Detection examples
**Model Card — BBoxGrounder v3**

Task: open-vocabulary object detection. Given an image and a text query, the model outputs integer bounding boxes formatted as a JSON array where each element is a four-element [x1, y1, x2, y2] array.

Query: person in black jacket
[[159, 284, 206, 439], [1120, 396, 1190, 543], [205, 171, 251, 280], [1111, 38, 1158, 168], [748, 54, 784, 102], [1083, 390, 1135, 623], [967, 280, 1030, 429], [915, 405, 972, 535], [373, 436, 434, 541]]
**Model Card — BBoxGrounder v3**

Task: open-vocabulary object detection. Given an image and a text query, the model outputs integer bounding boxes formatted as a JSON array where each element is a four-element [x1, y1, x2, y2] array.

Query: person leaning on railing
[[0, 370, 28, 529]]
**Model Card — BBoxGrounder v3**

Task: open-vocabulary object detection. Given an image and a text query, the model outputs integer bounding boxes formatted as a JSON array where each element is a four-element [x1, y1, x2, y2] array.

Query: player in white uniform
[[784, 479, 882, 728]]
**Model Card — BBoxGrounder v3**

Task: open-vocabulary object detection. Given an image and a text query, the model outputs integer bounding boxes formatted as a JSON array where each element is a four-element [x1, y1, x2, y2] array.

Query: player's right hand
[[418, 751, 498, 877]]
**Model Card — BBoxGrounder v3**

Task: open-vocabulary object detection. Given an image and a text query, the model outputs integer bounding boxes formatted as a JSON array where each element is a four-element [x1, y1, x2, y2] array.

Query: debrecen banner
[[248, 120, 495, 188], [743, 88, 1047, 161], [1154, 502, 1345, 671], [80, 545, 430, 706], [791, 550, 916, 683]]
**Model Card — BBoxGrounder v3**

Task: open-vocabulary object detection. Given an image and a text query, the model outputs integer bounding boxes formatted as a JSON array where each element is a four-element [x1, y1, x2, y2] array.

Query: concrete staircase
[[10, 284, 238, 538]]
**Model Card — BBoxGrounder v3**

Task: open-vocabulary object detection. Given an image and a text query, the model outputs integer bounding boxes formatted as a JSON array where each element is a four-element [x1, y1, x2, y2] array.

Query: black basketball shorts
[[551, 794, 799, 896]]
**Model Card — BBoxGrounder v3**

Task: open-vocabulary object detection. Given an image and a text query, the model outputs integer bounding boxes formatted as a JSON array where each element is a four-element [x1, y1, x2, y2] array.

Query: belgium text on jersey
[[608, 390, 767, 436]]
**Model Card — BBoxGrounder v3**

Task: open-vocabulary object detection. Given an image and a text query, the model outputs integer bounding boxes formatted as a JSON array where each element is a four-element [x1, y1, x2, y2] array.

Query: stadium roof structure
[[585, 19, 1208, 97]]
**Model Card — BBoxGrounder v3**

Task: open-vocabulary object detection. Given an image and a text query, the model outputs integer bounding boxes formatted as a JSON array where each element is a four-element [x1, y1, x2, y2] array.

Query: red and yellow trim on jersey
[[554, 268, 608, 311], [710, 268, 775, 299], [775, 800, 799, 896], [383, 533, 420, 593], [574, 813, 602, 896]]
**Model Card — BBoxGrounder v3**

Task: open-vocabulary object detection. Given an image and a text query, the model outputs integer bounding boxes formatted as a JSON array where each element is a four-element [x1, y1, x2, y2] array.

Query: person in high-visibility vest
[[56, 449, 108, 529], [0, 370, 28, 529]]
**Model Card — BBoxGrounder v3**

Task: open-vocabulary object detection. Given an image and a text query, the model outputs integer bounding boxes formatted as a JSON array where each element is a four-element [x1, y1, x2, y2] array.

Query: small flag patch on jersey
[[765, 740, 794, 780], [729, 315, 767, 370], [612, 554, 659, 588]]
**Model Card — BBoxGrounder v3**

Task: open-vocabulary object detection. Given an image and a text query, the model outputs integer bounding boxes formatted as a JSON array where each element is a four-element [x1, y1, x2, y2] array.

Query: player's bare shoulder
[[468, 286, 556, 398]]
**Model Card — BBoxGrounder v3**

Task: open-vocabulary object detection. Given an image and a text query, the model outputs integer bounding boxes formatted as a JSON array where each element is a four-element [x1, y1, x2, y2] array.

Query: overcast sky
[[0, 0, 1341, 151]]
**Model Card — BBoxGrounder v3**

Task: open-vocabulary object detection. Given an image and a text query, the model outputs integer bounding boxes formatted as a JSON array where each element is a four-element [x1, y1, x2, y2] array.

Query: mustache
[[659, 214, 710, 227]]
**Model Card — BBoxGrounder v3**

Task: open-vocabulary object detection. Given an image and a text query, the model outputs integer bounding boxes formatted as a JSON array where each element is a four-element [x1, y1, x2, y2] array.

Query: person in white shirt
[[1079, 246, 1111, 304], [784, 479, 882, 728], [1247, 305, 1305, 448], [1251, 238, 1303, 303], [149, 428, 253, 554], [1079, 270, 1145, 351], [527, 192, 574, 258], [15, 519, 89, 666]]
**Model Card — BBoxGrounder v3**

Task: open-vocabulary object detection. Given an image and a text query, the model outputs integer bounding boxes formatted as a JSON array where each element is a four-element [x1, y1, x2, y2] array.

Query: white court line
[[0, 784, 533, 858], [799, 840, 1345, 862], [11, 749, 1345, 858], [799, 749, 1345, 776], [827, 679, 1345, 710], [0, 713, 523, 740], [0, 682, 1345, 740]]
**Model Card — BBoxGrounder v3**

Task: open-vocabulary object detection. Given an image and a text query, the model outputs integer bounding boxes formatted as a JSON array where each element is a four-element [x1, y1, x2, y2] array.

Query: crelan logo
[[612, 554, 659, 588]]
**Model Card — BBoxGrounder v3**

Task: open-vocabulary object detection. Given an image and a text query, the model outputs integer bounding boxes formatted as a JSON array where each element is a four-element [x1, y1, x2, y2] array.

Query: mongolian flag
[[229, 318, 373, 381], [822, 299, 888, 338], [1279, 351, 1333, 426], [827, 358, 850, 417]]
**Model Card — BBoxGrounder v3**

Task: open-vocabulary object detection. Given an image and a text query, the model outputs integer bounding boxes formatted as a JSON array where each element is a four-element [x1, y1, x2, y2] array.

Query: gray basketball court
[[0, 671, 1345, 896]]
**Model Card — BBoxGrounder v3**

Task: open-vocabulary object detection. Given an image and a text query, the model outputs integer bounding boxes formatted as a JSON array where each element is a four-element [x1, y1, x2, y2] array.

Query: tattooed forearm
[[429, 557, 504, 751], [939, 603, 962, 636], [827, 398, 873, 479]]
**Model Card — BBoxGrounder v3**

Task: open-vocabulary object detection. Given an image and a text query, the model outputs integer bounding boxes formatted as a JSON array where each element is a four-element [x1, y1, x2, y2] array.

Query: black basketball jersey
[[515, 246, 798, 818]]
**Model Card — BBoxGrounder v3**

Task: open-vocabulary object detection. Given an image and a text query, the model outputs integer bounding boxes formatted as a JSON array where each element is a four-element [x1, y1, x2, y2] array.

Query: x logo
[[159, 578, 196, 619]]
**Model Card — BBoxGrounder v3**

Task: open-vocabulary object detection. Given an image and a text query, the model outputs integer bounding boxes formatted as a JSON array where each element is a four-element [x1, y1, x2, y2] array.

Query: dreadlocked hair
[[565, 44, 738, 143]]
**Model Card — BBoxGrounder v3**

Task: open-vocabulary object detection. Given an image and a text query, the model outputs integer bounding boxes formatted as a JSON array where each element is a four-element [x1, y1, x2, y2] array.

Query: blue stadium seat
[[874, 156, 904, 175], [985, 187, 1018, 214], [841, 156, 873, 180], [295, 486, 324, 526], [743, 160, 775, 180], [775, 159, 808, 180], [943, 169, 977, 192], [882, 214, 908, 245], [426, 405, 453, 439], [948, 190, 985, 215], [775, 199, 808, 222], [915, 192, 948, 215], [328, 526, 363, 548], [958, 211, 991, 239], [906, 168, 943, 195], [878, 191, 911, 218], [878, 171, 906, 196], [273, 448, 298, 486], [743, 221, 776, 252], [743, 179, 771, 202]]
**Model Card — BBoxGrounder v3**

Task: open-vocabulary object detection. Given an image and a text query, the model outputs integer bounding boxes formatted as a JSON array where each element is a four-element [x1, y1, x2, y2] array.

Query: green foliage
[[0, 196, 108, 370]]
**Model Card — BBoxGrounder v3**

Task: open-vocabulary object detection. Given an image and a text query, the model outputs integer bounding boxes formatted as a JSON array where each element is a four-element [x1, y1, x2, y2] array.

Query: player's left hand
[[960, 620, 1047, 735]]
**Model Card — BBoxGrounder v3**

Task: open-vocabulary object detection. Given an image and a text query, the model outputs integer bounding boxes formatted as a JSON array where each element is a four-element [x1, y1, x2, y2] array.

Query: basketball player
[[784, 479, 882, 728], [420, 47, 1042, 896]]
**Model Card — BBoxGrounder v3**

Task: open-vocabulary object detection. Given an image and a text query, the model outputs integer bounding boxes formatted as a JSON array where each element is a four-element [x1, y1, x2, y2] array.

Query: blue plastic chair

#### [SET EXERCISE]
Gather every line of the listing that contains the word "flag" and copy each one out in full.

#### [WRITTEN RESPONSE]
Query: small flag patch on jersey
Query: mongolian flag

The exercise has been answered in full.